_Task to carry out:_ The task here is to set down every line of the listing exactly.

_Supplied entries:_
★ ★ ★

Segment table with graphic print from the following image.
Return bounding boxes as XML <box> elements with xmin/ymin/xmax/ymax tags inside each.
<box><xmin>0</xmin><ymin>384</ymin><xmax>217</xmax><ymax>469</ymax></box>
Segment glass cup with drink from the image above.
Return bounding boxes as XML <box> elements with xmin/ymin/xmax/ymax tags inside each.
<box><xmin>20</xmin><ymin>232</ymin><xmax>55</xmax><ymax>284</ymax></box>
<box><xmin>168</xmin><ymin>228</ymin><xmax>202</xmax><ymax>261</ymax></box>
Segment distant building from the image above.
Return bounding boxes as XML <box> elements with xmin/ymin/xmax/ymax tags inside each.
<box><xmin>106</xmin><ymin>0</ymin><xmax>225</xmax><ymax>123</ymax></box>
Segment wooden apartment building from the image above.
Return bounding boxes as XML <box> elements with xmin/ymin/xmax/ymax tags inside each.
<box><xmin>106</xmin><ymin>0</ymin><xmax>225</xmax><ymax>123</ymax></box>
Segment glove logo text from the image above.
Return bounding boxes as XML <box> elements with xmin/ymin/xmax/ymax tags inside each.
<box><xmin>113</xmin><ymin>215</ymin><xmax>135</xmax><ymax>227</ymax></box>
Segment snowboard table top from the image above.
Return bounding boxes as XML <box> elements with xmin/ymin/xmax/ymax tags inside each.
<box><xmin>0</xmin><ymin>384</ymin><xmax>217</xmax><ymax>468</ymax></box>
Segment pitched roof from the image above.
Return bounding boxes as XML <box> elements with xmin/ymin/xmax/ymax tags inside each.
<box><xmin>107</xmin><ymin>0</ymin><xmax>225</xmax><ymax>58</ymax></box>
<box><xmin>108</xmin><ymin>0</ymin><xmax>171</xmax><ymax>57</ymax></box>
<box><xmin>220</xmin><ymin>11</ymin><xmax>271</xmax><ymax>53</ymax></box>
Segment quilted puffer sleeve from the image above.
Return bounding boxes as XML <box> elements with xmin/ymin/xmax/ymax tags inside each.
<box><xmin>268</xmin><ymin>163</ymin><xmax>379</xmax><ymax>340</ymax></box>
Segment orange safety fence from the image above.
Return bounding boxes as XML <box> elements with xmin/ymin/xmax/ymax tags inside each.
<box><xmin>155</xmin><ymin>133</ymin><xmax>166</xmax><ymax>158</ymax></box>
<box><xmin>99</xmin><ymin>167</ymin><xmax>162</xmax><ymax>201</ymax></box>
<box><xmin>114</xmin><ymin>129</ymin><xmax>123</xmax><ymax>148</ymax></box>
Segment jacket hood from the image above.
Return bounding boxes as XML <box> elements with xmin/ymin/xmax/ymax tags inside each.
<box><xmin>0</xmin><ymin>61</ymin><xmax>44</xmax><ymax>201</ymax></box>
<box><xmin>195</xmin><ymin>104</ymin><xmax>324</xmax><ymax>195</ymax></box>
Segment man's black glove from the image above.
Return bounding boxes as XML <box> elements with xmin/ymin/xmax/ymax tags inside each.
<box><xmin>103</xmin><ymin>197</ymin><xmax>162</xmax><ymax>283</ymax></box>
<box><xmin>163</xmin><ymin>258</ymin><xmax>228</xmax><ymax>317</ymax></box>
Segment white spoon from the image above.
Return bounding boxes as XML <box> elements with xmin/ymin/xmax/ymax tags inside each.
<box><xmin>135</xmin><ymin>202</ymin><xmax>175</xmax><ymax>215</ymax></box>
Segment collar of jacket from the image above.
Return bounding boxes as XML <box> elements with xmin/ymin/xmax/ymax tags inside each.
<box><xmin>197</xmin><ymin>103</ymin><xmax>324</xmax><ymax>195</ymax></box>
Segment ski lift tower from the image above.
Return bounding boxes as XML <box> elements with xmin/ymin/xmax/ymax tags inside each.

★ ★ ★

_Task answer:_
Segment table with graphic print from the following image.
Return bounding boxes as XML <box> elements with xmin/ymin/xmax/ymax tags inside each.
<box><xmin>0</xmin><ymin>384</ymin><xmax>217</xmax><ymax>469</ymax></box>
Segment glass cup with drink from the image above.
Return bounding boxes as XML <box> elements with xmin/ymin/xmax/ymax tags inside each.
<box><xmin>20</xmin><ymin>232</ymin><xmax>55</xmax><ymax>284</ymax></box>
<box><xmin>168</xmin><ymin>228</ymin><xmax>202</xmax><ymax>261</ymax></box>
Segment distant building from the image above.
Return bounding boxes as XML <box> elements with xmin/ymin/xmax/ymax tags inside each.
<box><xmin>106</xmin><ymin>0</ymin><xmax>225</xmax><ymax>123</ymax></box>
Segment wooden apartment building from the image above.
Return bounding boxes as XML <box> elements with xmin/ymin/xmax/ymax tags inside each.
<box><xmin>106</xmin><ymin>0</ymin><xmax>225</xmax><ymax>123</ymax></box>
Segment glove logo text from the image above.
Return bounding boxes as XML <box> elements with xmin/ymin/xmax/ymax tags inside each.
<box><xmin>113</xmin><ymin>215</ymin><xmax>135</xmax><ymax>227</ymax></box>
Segment snowboard table top from the image above.
Return bounding boxes as XML <box> elements with xmin/ymin/xmax/ymax tags inside each.
<box><xmin>0</xmin><ymin>384</ymin><xmax>217</xmax><ymax>468</ymax></box>
Segment pitched roof from the image above.
Return bounding boxes as XML <box> elements with xmin/ymin/xmax/ymax tags inside each.
<box><xmin>107</xmin><ymin>0</ymin><xmax>225</xmax><ymax>58</ymax></box>
<box><xmin>108</xmin><ymin>0</ymin><xmax>171</xmax><ymax>57</ymax></box>
<box><xmin>220</xmin><ymin>11</ymin><xmax>271</xmax><ymax>53</ymax></box>
Segment quilted puffer sleeve from the image above.
Return bounding boxes as XML <box> elements with xmin/ymin/xmax/ymax tags inside each.
<box><xmin>268</xmin><ymin>163</ymin><xmax>379</xmax><ymax>340</ymax></box>
Segment orange safety fence from the image above.
Return bounding boxes as XML <box> elements with xmin/ymin/xmax/ymax tags inside each.
<box><xmin>155</xmin><ymin>133</ymin><xmax>166</xmax><ymax>158</ymax></box>
<box><xmin>99</xmin><ymin>167</ymin><xmax>162</xmax><ymax>201</ymax></box>
<box><xmin>114</xmin><ymin>129</ymin><xmax>123</xmax><ymax>148</ymax></box>
Segment jacket hood from the image above.
Return bounding boxes as XML <box> elements with xmin/ymin/xmax/ymax tags inside each.
<box><xmin>0</xmin><ymin>61</ymin><xmax>44</xmax><ymax>201</ymax></box>
<box><xmin>195</xmin><ymin>104</ymin><xmax>324</xmax><ymax>195</ymax></box>
Segment man's black glove from the image above.
Return bounding boxes as XML <box> elements with xmin/ymin/xmax/ymax tags inside each.
<box><xmin>103</xmin><ymin>197</ymin><xmax>162</xmax><ymax>283</ymax></box>
<box><xmin>163</xmin><ymin>258</ymin><xmax>228</xmax><ymax>317</ymax></box>
Segment white spoon from the image above.
Return bounding boxes as XML <box> elements with xmin/ymin/xmax/ymax tags inside each.
<box><xmin>135</xmin><ymin>202</ymin><xmax>175</xmax><ymax>215</ymax></box>
Segment collar of jacket from the image above.
Return bounding boxes as XML <box> elements with xmin/ymin/xmax/ymax tags inside each.
<box><xmin>197</xmin><ymin>103</ymin><xmax>324</xmax><ymax>195</ymax></box>
Segment ski lift tower from the image above.
Return bounding boxes as XML <box> elements with xmin/ymin/xmax/ymax tags inside each.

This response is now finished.